§ PROBLEM STATEMENT: Copy the lines verbatim, beginning with the line that contains "Where can you spot the awning?" and continuing through the end of the data, and only those lines.

§ RECORDS FOR THIS EXERCISE:
++++++++
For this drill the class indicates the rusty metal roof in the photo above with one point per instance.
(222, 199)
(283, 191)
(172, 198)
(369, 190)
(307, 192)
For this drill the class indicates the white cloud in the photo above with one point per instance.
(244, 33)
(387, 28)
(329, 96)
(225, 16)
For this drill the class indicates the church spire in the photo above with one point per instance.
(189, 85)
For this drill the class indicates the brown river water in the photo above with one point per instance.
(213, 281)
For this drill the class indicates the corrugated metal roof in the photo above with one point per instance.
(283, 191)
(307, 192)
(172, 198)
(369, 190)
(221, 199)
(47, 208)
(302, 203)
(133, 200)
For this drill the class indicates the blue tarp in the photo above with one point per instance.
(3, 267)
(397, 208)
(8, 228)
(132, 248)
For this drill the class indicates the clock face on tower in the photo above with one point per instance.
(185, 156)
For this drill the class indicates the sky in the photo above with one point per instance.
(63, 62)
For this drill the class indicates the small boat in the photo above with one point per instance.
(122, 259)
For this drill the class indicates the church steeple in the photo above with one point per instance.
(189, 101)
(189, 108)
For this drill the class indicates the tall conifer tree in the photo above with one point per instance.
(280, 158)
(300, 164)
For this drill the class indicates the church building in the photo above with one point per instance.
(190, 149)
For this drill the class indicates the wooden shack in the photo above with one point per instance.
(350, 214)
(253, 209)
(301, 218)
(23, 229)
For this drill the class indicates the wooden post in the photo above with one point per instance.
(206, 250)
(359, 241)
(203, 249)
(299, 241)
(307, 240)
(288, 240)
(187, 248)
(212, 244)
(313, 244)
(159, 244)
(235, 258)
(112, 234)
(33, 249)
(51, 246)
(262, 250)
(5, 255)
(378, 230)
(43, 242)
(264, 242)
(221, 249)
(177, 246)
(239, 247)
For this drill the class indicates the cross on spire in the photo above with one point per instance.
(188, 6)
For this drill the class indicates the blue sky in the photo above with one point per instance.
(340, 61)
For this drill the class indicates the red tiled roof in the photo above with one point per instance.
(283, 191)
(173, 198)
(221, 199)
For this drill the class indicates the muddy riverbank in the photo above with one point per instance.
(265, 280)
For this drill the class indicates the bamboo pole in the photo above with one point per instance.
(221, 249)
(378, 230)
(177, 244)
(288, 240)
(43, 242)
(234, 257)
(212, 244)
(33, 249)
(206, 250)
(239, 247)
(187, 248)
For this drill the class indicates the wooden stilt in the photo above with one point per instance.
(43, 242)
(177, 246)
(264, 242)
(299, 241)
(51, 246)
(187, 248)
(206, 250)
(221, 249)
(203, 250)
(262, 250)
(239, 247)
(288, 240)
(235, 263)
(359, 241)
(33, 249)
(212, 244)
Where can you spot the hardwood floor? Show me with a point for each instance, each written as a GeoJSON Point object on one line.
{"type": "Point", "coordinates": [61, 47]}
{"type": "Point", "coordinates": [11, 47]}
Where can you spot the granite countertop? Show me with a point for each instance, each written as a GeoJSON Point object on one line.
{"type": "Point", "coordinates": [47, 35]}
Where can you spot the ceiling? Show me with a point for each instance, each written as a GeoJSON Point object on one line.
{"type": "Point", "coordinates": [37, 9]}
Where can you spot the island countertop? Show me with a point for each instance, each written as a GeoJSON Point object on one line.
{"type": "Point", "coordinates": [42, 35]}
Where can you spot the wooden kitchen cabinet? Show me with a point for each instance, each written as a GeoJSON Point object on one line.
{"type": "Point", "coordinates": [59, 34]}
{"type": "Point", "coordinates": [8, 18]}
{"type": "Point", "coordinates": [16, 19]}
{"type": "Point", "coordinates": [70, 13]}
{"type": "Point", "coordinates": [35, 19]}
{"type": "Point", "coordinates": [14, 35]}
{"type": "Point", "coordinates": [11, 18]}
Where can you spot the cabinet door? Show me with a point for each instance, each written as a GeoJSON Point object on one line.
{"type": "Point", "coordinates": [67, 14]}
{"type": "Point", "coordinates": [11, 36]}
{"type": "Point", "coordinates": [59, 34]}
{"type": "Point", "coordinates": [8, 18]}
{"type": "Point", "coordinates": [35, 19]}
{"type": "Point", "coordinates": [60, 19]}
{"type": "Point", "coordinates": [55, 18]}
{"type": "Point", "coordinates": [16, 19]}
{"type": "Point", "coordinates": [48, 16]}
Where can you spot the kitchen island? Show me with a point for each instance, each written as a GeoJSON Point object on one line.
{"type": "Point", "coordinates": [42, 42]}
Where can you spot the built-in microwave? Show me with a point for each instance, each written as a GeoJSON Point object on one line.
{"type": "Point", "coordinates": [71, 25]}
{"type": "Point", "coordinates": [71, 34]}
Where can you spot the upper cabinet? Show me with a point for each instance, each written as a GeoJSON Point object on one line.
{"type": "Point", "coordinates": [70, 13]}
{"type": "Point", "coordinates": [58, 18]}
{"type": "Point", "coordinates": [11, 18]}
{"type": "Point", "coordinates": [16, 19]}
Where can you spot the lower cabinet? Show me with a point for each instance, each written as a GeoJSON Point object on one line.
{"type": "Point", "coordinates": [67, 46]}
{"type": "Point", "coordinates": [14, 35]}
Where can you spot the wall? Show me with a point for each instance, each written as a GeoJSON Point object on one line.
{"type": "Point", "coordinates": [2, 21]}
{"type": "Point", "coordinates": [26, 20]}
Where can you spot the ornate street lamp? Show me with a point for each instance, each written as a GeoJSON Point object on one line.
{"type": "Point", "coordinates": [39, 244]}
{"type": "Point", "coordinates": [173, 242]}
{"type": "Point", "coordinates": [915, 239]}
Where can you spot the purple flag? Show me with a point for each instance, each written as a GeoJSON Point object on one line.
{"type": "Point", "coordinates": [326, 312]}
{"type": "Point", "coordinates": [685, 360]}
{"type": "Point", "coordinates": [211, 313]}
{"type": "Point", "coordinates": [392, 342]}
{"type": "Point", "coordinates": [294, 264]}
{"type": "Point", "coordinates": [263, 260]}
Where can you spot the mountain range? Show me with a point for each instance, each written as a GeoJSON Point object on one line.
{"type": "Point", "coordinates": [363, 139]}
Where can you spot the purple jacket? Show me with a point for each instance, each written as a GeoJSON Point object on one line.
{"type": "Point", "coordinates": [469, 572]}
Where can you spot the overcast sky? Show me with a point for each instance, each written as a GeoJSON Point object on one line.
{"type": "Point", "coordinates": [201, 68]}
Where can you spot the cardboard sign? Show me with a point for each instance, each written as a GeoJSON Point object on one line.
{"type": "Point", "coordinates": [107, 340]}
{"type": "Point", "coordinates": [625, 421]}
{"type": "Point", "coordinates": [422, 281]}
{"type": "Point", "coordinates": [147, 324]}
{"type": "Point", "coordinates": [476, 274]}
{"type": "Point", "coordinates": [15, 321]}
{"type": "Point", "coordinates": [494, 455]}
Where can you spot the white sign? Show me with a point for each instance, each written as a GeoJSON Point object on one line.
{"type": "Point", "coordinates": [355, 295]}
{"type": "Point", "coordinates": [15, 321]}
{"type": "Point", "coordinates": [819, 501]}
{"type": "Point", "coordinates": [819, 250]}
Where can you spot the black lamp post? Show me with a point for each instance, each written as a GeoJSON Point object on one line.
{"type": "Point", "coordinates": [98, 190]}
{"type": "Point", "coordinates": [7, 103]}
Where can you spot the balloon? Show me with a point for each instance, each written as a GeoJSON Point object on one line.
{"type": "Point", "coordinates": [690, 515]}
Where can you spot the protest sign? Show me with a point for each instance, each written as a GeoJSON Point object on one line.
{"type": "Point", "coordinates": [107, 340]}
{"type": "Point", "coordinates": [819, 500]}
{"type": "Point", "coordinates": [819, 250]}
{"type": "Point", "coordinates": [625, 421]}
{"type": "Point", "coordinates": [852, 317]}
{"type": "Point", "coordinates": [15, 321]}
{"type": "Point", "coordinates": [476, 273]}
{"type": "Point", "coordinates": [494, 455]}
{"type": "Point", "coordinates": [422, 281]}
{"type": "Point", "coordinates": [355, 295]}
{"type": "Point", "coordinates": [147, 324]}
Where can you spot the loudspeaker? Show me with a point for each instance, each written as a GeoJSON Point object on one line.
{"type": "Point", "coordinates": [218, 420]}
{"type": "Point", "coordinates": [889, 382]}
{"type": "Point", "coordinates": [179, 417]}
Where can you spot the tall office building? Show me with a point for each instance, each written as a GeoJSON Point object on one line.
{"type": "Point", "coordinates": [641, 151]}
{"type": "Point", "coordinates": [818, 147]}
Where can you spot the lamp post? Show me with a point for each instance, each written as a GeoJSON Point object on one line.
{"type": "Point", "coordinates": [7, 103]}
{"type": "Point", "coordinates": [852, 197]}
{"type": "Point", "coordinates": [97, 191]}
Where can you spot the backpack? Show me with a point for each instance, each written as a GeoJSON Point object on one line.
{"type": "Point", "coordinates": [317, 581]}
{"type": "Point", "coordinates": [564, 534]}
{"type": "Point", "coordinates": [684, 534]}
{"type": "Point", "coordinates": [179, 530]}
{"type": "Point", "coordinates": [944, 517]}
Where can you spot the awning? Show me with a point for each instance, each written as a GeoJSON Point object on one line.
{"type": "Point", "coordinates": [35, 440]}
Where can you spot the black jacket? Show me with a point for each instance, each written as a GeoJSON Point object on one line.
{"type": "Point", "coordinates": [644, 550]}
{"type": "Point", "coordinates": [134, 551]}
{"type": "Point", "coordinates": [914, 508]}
++++++++
§ EXERCISE ANSWER:
Where can you spot the awning? Show me with a point for each instance, each written as a GeoJSON Point object on one line.
{"type": "Point", "coordinates": [35, 440]}
Where can you spot the black jacket? Show me with a point for each instance, each written as a GeoJSON Point object on one line.
{"type": "Point", "coordinates": [644, 550]}
{"type": "Point", "coordinates": [134, 551]}
{"type": "Point", "coordinates": [914, 508]}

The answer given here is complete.